SOURCE INFORMATION
◆ ◆ ◆ ◆ ◆
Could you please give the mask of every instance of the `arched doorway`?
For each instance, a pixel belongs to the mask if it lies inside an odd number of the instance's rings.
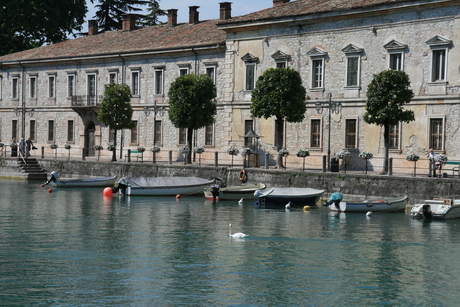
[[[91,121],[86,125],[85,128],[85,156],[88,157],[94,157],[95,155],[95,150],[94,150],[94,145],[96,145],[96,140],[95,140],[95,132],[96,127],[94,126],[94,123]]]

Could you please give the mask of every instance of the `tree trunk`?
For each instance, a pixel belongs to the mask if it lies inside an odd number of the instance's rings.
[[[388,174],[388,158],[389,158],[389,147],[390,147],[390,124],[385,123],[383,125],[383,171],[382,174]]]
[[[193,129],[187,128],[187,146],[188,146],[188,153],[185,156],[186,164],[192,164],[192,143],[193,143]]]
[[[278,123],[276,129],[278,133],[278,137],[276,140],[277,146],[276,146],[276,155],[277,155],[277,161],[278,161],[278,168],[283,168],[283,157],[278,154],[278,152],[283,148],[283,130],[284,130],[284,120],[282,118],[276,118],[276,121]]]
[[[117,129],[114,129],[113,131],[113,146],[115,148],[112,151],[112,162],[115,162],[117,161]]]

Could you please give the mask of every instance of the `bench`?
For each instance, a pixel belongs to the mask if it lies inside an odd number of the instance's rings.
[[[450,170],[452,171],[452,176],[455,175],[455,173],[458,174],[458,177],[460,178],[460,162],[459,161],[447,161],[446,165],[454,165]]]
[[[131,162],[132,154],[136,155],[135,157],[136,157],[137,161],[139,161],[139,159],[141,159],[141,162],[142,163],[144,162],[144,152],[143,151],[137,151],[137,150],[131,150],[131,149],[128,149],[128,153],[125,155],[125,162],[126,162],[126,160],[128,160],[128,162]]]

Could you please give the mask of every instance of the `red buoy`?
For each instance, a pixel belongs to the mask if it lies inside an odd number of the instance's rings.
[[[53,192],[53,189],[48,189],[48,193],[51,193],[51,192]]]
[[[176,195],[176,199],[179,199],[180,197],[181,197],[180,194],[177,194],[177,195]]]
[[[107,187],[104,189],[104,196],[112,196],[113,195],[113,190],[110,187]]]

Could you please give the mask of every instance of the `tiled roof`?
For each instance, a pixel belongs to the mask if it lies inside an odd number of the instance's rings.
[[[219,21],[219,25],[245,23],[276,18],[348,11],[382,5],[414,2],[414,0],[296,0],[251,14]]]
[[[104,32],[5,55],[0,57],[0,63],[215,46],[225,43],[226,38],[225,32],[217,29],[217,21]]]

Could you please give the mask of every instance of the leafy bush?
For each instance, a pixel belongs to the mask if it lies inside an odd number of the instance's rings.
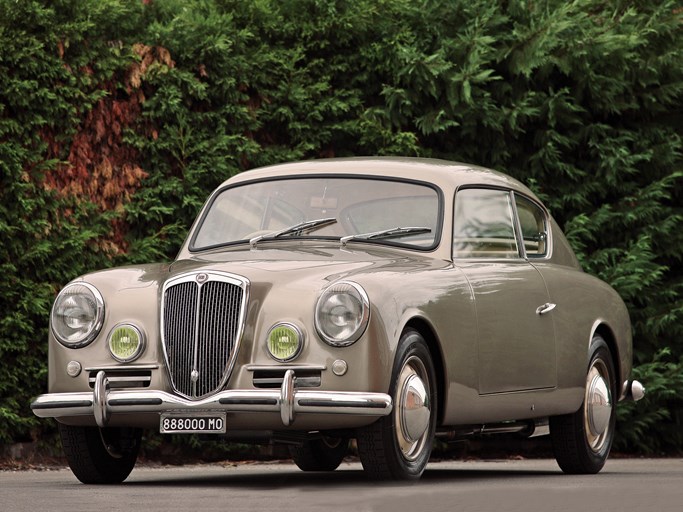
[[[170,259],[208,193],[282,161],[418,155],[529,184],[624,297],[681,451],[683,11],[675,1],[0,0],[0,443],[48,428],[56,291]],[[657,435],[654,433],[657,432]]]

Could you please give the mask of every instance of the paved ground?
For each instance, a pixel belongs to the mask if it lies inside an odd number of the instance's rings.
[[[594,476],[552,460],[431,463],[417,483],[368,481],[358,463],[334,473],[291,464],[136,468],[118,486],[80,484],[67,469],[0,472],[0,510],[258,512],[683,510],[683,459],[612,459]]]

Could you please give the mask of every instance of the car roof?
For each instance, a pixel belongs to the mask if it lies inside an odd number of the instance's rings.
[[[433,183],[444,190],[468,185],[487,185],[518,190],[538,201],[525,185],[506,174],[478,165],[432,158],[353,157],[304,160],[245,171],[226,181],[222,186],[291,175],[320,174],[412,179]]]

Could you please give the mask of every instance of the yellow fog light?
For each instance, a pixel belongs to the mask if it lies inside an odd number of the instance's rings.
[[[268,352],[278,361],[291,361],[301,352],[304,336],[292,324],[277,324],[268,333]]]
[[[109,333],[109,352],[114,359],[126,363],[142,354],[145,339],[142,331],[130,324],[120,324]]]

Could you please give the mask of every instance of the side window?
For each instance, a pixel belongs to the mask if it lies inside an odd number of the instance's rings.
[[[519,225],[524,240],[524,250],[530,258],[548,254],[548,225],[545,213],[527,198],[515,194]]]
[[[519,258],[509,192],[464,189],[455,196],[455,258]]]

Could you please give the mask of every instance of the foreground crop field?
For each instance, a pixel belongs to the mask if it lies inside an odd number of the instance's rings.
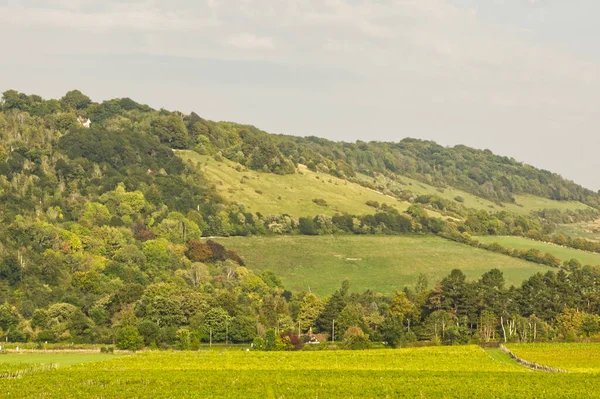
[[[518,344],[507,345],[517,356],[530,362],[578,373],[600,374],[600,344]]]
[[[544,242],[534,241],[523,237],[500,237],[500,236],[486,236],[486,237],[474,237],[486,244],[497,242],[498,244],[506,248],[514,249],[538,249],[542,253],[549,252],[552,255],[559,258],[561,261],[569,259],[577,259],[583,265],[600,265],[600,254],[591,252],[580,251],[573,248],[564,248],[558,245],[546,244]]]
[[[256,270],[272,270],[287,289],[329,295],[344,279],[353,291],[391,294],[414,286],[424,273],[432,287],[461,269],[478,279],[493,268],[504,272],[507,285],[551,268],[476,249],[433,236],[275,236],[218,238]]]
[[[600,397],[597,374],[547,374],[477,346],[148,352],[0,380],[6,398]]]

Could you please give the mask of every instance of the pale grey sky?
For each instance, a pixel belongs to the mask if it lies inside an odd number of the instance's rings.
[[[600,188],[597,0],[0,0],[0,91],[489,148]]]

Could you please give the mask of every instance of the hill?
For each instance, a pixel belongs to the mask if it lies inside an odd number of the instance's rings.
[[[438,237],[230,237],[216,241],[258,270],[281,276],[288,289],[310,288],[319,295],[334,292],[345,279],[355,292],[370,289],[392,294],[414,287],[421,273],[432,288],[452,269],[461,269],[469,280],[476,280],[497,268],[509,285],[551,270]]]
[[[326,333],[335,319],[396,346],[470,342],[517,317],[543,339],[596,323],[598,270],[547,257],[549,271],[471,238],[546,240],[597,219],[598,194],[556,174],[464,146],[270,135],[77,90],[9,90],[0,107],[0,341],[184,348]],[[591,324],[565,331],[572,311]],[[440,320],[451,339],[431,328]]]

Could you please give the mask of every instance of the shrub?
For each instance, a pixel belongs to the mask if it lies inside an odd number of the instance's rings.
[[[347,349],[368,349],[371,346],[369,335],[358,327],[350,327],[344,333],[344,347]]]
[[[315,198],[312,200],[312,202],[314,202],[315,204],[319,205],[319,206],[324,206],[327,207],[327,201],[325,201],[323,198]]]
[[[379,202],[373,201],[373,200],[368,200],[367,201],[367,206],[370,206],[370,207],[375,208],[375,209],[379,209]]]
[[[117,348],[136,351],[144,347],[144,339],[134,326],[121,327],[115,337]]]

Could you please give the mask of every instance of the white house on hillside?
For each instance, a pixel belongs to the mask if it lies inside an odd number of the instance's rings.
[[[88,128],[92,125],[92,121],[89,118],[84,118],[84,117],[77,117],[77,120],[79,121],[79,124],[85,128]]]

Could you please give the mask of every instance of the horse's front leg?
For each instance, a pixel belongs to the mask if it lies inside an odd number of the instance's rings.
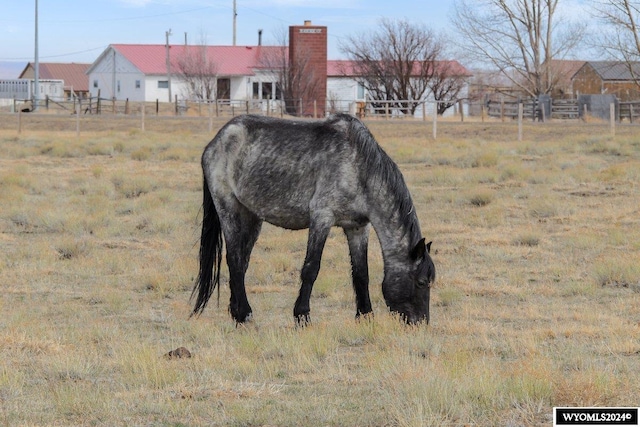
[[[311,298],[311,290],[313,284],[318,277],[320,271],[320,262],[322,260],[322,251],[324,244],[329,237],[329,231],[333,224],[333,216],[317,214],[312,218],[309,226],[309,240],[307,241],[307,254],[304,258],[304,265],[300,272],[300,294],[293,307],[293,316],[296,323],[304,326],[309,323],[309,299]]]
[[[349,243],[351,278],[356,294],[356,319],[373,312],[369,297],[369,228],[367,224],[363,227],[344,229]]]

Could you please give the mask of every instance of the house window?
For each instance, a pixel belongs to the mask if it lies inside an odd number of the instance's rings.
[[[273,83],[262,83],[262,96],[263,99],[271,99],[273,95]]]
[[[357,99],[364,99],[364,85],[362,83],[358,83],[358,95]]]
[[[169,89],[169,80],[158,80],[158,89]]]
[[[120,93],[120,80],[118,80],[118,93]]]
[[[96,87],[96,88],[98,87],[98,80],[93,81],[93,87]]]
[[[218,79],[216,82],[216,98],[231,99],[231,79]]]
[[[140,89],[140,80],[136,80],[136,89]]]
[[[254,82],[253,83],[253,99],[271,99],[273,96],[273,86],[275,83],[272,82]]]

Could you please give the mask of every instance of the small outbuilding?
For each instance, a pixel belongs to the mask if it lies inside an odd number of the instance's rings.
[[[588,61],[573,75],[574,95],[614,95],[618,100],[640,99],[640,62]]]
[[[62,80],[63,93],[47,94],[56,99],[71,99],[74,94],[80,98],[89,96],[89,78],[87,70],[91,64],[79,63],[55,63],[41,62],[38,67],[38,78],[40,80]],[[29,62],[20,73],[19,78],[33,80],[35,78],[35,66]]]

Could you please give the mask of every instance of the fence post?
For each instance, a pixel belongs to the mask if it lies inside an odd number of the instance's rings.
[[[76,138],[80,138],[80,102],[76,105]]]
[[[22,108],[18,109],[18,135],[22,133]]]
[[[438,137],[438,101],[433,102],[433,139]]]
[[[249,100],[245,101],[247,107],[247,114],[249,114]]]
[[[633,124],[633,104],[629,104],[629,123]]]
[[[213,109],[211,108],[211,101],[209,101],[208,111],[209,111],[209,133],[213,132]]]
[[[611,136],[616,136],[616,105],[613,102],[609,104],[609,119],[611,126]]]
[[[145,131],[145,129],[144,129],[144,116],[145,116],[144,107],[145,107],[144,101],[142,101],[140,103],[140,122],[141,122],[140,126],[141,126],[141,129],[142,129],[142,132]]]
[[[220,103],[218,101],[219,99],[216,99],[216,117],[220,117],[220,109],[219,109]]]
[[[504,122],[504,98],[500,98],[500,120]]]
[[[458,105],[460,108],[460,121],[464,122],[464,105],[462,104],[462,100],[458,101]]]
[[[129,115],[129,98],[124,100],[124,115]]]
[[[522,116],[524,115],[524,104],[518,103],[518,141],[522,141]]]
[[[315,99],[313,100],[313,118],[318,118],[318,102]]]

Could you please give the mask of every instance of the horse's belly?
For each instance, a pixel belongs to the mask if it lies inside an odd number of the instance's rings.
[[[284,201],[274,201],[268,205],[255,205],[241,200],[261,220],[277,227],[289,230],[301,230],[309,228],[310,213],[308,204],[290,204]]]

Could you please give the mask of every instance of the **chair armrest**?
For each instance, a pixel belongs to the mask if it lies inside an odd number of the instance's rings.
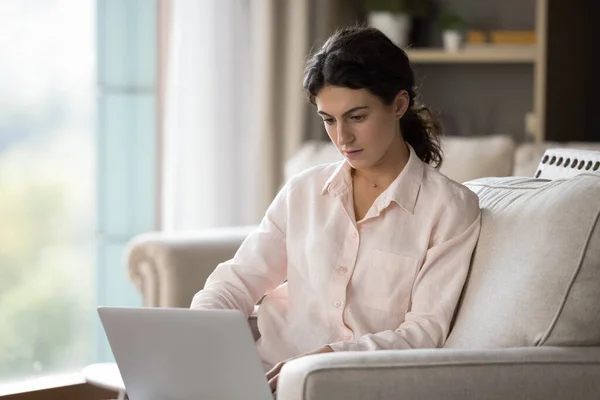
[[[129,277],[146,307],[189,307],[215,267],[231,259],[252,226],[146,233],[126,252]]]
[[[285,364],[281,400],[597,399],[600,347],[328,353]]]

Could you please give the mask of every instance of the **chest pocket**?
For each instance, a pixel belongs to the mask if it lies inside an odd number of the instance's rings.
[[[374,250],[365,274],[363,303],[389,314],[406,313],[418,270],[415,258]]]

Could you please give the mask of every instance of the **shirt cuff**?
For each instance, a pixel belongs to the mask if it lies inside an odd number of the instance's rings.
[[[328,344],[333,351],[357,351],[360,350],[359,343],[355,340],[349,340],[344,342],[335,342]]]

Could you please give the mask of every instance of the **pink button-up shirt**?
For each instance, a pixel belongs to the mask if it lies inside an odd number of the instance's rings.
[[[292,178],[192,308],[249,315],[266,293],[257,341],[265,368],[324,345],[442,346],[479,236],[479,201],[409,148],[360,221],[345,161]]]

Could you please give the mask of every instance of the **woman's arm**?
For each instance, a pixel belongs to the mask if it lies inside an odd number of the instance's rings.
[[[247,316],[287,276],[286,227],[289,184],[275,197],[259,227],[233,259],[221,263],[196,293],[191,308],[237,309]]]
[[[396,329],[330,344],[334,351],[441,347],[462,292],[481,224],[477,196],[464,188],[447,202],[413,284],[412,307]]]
◆ ◆ ◆ ◆ ◆
YOUR ASSIGNMENT
Where does "window" appear in the records above? Copy each line that holds it.

OUTPUT FOR THIS EXERCISE
Could you please give the mask of every instance of the side window?
Could you please give the mask of every instance of the house window?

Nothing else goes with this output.